***** SOURCE *****

# physics problem help?

A completely submerged chunk of metal sinks in water with an

acceleration equal to 1/5 of g ( where g=9.8 m/s2 ). Find the

specific gravity of this metal. Ignore all drag effects in the fluid.

### 2 Answers

- billrussell42Lv 71 month ago
The weight in air is w₀ = mg

the weight in water is w₁ = mg/5

buoyancy force is the difference = mg – mg/5 = (4/5)mg

Specific gravity is the ratio of the density of the material to the density of water

the buoyancy force is the weight of the displaced water = m₂g = V₂ρg where ρ is the density of water, V₂ is the volume of the displaced water.

buoyancy force = (4/5)mg = V₂ρg

(4/5)m = V₂ρ

specific gravity = (m/V) / ρ

chunk's volume is the same as the volume of the displaced water

V = V₂

specific gravity = (m/V) / ρ

(4/5)m = Vρ

V = (4/5)m/ρ = 4m/5p

specific gravity = (m/(4m/5p)) / ρ

specific gravity = ((m/ρ) / (4m/5p))

specific gravity = (m/ρ) (5p/4m)

specific gravity = 5/4

density of fresh water at 20C = 0.998 g/cm³ = 0.998 kg/L

= 998 kg/m³ = 8.33 lb/gal = 62.1 lb/ft³

- Log in to reply to the answers

- Steve4PhysicsLv 71 month ago
You can shorten the working but here it is in detail:

Mass of metal = m. Mass of water displaced = M.

*****

> **JOBS**:
(1) Please retype the physics problem page word for word, starting at "- billrussell42Lv 71" and ending at "the displaced water.".
(2) List every unit the physics problem page uses to state the density of fresh water at 20C.
Nothing in the lines that come next is needed.

***** DATA ROWS *****

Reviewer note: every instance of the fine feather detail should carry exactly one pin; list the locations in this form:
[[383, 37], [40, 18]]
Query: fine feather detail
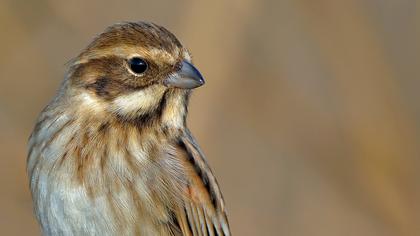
[[111, 154], [204, 211]]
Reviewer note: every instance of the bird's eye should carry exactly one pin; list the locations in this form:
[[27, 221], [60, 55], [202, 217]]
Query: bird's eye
[[137, 65]]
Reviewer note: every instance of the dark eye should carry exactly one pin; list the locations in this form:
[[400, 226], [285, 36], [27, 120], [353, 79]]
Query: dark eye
[[137, 65]]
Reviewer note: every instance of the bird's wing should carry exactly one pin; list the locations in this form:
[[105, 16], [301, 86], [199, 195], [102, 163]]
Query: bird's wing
[[203, 212]]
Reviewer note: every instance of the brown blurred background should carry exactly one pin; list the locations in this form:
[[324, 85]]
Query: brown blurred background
[[310, 116]]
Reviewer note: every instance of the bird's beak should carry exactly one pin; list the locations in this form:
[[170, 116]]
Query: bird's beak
[[187, 77]]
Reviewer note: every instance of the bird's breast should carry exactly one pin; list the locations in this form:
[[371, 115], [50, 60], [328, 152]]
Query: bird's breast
[[97, 179]]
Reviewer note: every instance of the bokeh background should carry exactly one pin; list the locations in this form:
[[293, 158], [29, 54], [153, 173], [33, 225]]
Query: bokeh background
[[310, 116]]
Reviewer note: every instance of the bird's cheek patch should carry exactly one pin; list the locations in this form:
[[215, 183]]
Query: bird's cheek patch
[[139, 102]]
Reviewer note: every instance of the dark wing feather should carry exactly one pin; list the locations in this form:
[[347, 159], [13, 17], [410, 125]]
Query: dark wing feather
[[203, 212]]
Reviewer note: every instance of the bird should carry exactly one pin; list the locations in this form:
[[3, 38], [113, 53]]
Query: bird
[[111, 153]]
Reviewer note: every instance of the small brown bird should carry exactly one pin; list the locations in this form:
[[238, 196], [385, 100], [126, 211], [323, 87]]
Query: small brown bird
[[111, 154]]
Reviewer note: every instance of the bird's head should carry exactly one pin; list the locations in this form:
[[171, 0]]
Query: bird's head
[[136, 72]]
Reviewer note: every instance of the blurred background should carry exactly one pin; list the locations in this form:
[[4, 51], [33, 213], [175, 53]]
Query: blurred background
[[310, 116]]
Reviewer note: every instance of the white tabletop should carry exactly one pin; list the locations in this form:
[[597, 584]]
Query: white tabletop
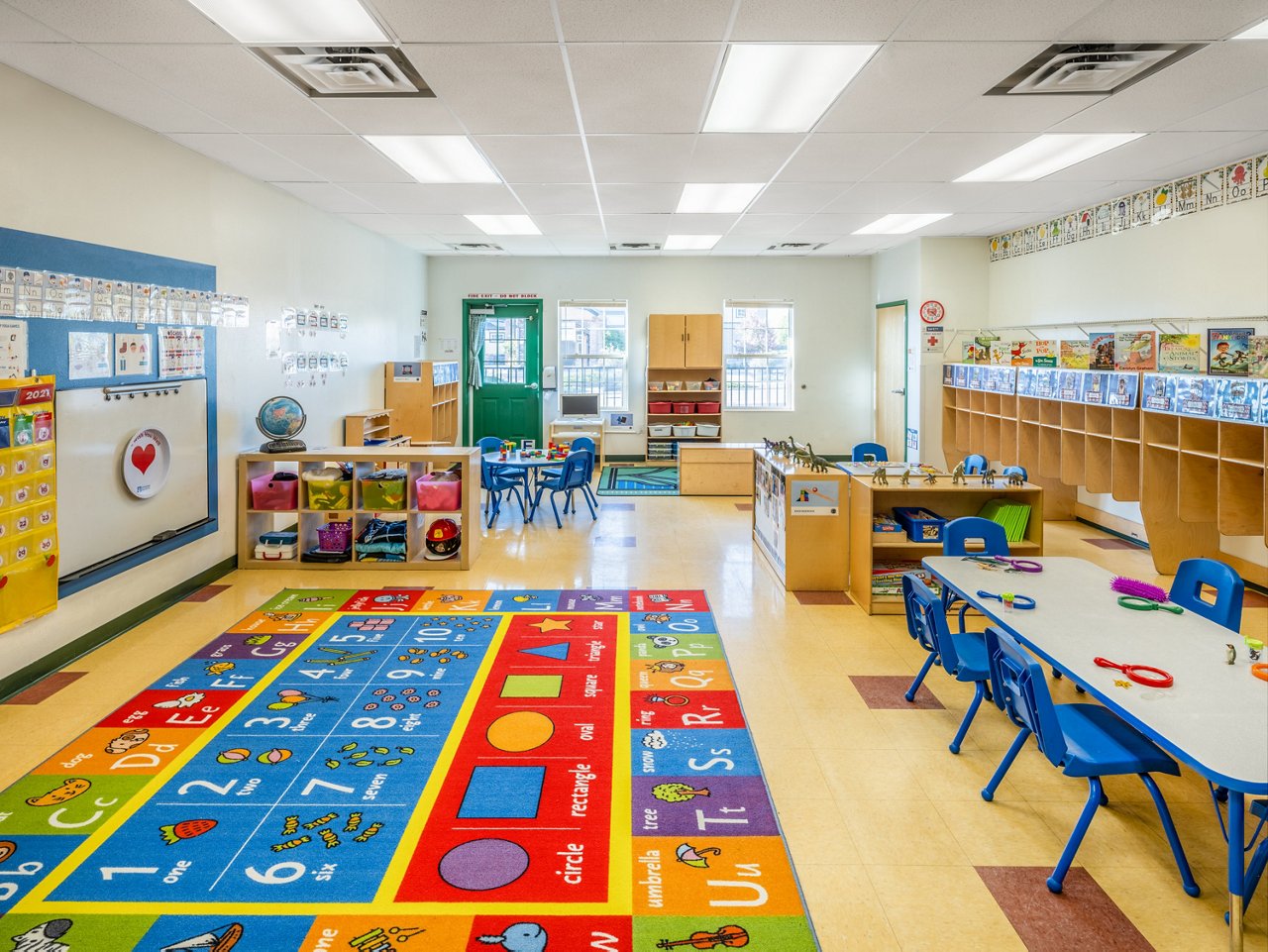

*****

> **ANSWER LIST**:
(1)
- billrussell42Lv 71 month ago
The weight in air is w₀ = mg

the weight in water is w₁ = mg/5

buoyancy force is the difference = mg – mg/5 = (4/5)mg

Specific gravity is the ratio of the density of the material to the density of water

the buoyancy force is the weight of the displaced water = m₂g = V₂ρg where ρ is the density of water, V₂ is the volume of the displaced water.

(2) g/cm³, kg/L, kg/m³, lb/gal, lb/ft³